%%

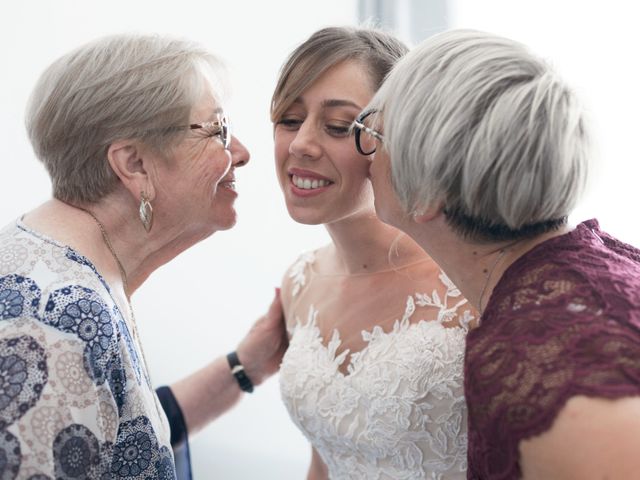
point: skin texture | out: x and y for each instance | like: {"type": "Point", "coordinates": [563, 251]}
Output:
{"type": "Point", "coordinates": [191, 190]}
{"type": "Point", "coordinates": [591, 438]}
{"type": "Point", "coordinates": [312, 141]}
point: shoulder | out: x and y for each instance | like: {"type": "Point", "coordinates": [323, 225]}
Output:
{"type": "Point", "coordinates": [591, 438]}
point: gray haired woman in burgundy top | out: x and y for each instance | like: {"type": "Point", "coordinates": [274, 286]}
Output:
{"type": "Point", "coordinates": [481, 154]}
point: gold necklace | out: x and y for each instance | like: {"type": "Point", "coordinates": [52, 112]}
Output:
{"type": "Point", "coordinates": [123, 275]}
{"type": "Point", "coordinates": [490, 272]}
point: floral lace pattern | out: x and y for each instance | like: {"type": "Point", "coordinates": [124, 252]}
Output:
{"type": "Point", "coordinates": [399, 411]}
{"type": "Point", "coordinates": [564, 320]}
{"type": "Point", "coordinates": [75, 401]}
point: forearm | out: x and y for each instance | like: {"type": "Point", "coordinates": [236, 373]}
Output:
{"type": "Point", "coordinates": [206, 394]}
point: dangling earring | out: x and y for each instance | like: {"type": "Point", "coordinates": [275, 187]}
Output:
{"type": "Point", "coordinates": [146, 212]}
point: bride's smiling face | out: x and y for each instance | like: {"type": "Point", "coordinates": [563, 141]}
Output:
{"type": "Point", "coordinates": [323, 178]}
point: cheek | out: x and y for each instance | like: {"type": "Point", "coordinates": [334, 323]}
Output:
{"type": "Point", "coordinates": [282, 141]}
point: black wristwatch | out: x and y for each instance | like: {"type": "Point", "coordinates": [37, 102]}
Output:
{"type": "Point", "coordinates": [238, 371]}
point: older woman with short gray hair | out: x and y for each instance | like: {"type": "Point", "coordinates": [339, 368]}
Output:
{"type": "Point", "coordinates": [481, 153]}
{"type": "Point", "coordinates": [133, 133]}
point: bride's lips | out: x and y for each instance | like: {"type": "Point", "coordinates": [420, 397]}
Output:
{"type": "Point", "coordinates": [228, 183]}
{"type": "Point", "coordinates": [306, 183]}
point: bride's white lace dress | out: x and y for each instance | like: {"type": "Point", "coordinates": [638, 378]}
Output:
{"type": "Point", "coordinates": [393, 410]}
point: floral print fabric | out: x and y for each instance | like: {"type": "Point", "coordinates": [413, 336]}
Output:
{"type": "Point", "coordinates": [75, 399]}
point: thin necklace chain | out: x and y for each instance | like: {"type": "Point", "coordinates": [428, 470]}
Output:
{"type": "Point", "coordinates": [489, 274]}
{"type": "Point", "coordinates": [123, 275]}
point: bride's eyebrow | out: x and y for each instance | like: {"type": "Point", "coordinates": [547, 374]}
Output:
{"type": "Point", "coordinates": [330, 103]}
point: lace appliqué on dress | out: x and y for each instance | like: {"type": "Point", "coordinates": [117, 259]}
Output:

%%

### WHAT THE EXERCISE ASKS
Give back exactly the lines from the line containing "point: older woman" to the end of the entries, and no other lines.

### OUTPUT OF THE TASK
point: older woman with short gray hair | out: x and y for each instance | like: {"type": "Point", "coordinates": [339, 368]}
Output:
{"type": "Point", "coordinates": [481, 153]}
{"type": "Point", "coordinates": [133, 133]}
point: bride's lips | out: x and y for each instance | like: {"type": "Point", "coordinates": [420, 397]}
Output:
{"type": "Point", "coordinates": [228, 183]}
{"type": "Point", "coordinates": [306, 183]}
point: bride's white lace dress | out: x and y for each instance | like: {"type": "Point", "coordinates": [638, 378]}
Output:
{"type": "Point", "coordinates": [393, 410]}
point: floral print fabric | out: x and y for each instance | like: {"type": "Point", "coordinates": [413, 336]}
Output:
{"type": "Point", "coordinates": [75, 399]}
point: thin necklace chain | out: x and y for each instance | like: {"type": "Point", "coordinates": [428, 470]}
Output:
{"type": "Point", "coordinates": [489, 274]}
{"type": "Point", "coordinates": [123, 275]}
point: bride's eyebrow | out: x and y for each instance | like: {"type": "Point", "coordinates": [547, 374]}
Output:
{"type": "Point", "coordinates": [330, 103]}
point: lace appliqué on dress | out: x and y for each instance | like: {"type": "Point", "coordinates": [117, 259]}
Output:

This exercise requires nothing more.